* SOURCE DOCUMENT
_ _ _ _
Grain is defined to include corn, among many other agricultural products. O.R.S. § 87.750.
A grain producer's lien under O.R.S. § 87.755 expires 180 days after the lien attaches, unless the producer extends the lien by filing a notice of lien under O.R.S. § 87.762 or a notice of claim of lien under O.R.S. § 87.242. O.R.S. § 87.762(1)-(2). DC Land contends it properly extended its lien under O.R.S. § 87.242 which provides, in relevant part, "[a] person claiming a lien created by ORS 87.755 shall file a written notice of claim of lien with the Secretary of State not later than 180 days after the close of the furnishing of the labor, services or materials." O.R.S. § 87.242(1).
Rabo does not contest that a valid lien arose in favor of DC Land under O.R.S. § 87.755 when DC Land delivered corn to Farmers Grain. Nor does it contest that Coombs, as managing member of DC Land, filed the Notice, pursuant to O.R.S. § 87.242, on June 7, 2017. However, Rabo argues there are several disputed facts regarding DC Land's claimed lien, which preclude summary judgment.
A. The question of more than one contract
Rabo argues, based on Farmers Grain's bankruptcy schedules listing two different obligations to DC Land, and Farmers Grain's records tracking deliveries from DC Land, there are disputed facts as to whether the corn DC Land delivered between October 18, 2016, and March 9, 2017, was delivered solely pursuant to the Contract or whether there were two contracts at issue. The Court concludes that Rabo's assertion does not raise a genuine issue of material fact.
The evidence before the Court includes only one written contract—the Contract. See Adv. Doc. No. 68 at 12. Included in the Contract are "pricing notes" providing that DC Land would be paid $176.07 per ton for 5,000 tons of corn and $187.50 per ton for 2,200 tons. Farmers Grain's listing of the deliveries between October 18, 2016 and March 22, 2017, Adv. Doc. No. 68 at 14-23, shows the number "1-0016C-5A" was used to track corn priced at $176.07 per ton and the number "1-0016C-5B" was used to track corn priced at $187.50 per ton. As testified to by Coombs during his January 5, 2018 deposition, those numbers simply refer to the "same contract, different pricing." Adv. Doc. No. 83-1 at 10. In other words, the two different numbers were used to track delivery of the 5,000 tons priced at $176.07 and delivery of the 2,200 tons priced at $187.50. Id. at 10-11. There is no evidence establishing the existence of a separate or additional contract. DC Land has met its burden of showing there is no genuine issue of material fact regarding the Contract under which corn was delivered. Rabo did not, in response, provide evidence to show a genuine issue of material fact remains for trial.
_ _ _ _
* SUPPLIED INFORMATION
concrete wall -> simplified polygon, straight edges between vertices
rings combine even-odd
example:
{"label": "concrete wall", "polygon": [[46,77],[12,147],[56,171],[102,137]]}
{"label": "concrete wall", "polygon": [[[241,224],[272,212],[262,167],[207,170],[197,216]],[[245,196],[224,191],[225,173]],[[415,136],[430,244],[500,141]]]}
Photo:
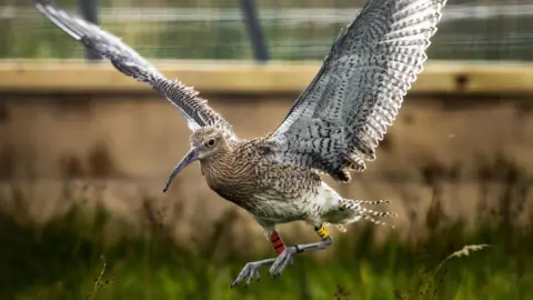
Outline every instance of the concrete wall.
{"label": "concrete wall", "polygon": [[[296,96],[204,97],[241,137],[253,138],[275,129]],[[368,171],[353,173],[350,184],[326,181],[346,198],[392,200],[400,213],[392,222],[403,237],[423,234],[421,229],[435,222],[430,211],[442,214],[441,221],[473,220],[490,213],[480,203],[501,204],[510,184],[531,188],[532,106],[526,97],[513,96],[410,96]],[[72,198],[88,204],[101,201],[131,232],[142,230],[139,212],[149,201],[175,234],[191,237],[234,206],[208,189],[198,164],[162,193],[168,174],[189,148],[189,136],[180,113],[155,93],[3,92],[0,196],[9,200],[20,191],[41,221],[64,211]],[[516,178],[509,181],[510,176]],[[433,178],[438,183],[429,183]],[[71,189],[68,196],[66,186]],[[531,202],[532,194],[515,199]],[[521,210],[515,220],[532,219],[527,209]],[[233,218],[239,220],[234,233],[262,233],[242,210]],[[312,233],[298,223],[285,228]]]}

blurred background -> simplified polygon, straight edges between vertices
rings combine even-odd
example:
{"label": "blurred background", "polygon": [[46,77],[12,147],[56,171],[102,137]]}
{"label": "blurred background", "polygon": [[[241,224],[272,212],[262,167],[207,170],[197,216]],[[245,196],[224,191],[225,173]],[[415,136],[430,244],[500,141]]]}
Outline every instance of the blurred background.
{"label": "blurred background", "polygon": [[[363,0],[57,0],[193,86],[253,138],[275,129]],[[378,160],[342,196],[392,201],[276,280],[274,256],[198,164],[181,114],[0,0],[0,299],[532,299],[533,0],[449,0]],[[315,241],[283,224],[288,244]],[[485,247],[490,244],[490,247]]]}

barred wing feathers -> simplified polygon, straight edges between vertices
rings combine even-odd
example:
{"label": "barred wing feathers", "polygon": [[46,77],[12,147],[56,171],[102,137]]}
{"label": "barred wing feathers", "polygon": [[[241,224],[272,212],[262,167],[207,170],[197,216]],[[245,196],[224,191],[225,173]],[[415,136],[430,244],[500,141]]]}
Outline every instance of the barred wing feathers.
{"label": "barred wing feathers", "polygon": [[375,159],[446,0],[369,0],[269,137],[275,160],[350,181]]}
{"label": "barred wing feathers", "polygon": [[213,111],[207,100],[200,98],[193,88],[178,80],[167,79],[118,37],[98,26],[78,16],[69,14],[48,0],[34,1],[37,9],[70,37],[109,59],[120,72],[148,83],[172,102],[181,111],[191,130],[212,126],[228,130],[228,133],[233,137],[231,124]]}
_ _ _ _
* SHORT TASK 1
Duplicate the records, starting at the line that contains "barred wing feathers ->" and ending with the last line of the records.
* SHORT TASK 2
Go on with the text on DC Land's grain producer's lien from the point where it stops.

* TASK RESULT 1
barred wing feathers -> simplified polygon, straight edges between vertices
rings combine even-odd
example:
{"label": "barred wing feathers", "polygon": [[46,77],[12,147],[56,171],[102,137]]}
{"label": "barred wing feathers", "polygon": [[[241,224],[272,212],[262,167],[207,170],[197,216]],[[245,196],[224,191],[225,173]],[[415,136],[430,244],[500,141]]]}
Outline every instance of the barred wing feathers.
{"label": "barred wing feathers", "polygon": [[375,159],[446,0],[369,0],[269,137],[275,160],[350,181]]}
{"label": "barred wing feathers", "polygon": [[213,111],[207,100],[200,98],[193,88],[178,80],[167,79],[118,37],[98,26],[78,16],[69,14],[48,0],[34,1],[37,9],[70,37],[109,59],[120,72],[148,83],[172,102],[181,111],[191,130],[212,126],[228,130],[228,133],[233,137],[231,124]]}

* TASK RESULT 2
B. The question of modification of the Contract
Rabo also argues that Coombs' deposition testimony raises an issue of fact regarding whether DC Land and Farmers Grain orally modified the Contract at the time Farmers Grain reached capacity. Rabo asserts DC Land was "relieved" of its obligation to deliver the remaining 468 tons of corn and, consequently, finished making deliveries "under the Contract" on November 29, 2016. According to Rabo, this means the last day upon which DC Land could have filed a notice to extend its lien was May 28, 2017. DC Land, on the other hand, argues that all deliveries made through March 9, 2017, were made under the Contract and, therefore, it had 180 day from that date—until September 5, 2017—to extend its lien, and it validly did so by its June 7, 2017 Notice.
Oregon law provides that a written contract may be orally modified so long as the contract does not fall within the statute of frauds. See Norris, Beggs & Simpson v. Eastage Theatres, Inc., 491 P.2d 1018, 1022 (Or. 1971). Contracts of the type at issue here are not within the statute of frauds. See O.R.S. § 41.580.
In his deposition, Coombs explained his discussions with Farmers Grain after learning that Farmers Grain had reached its storage capacity. Coombs testified that upon notice of the capacity problem, he weighed his options and, after discussion with Farmers Grain, decided to finish harvesting the corn from the fields and store that corn in DC Land's granaries until such time as Farmers Grain could accept delivery. Coombs explained that while it was storing the corn, DC Land still owned the corn. Coombs believed it could be sold to another person if DC Land could receive a higher price. Id. at 13.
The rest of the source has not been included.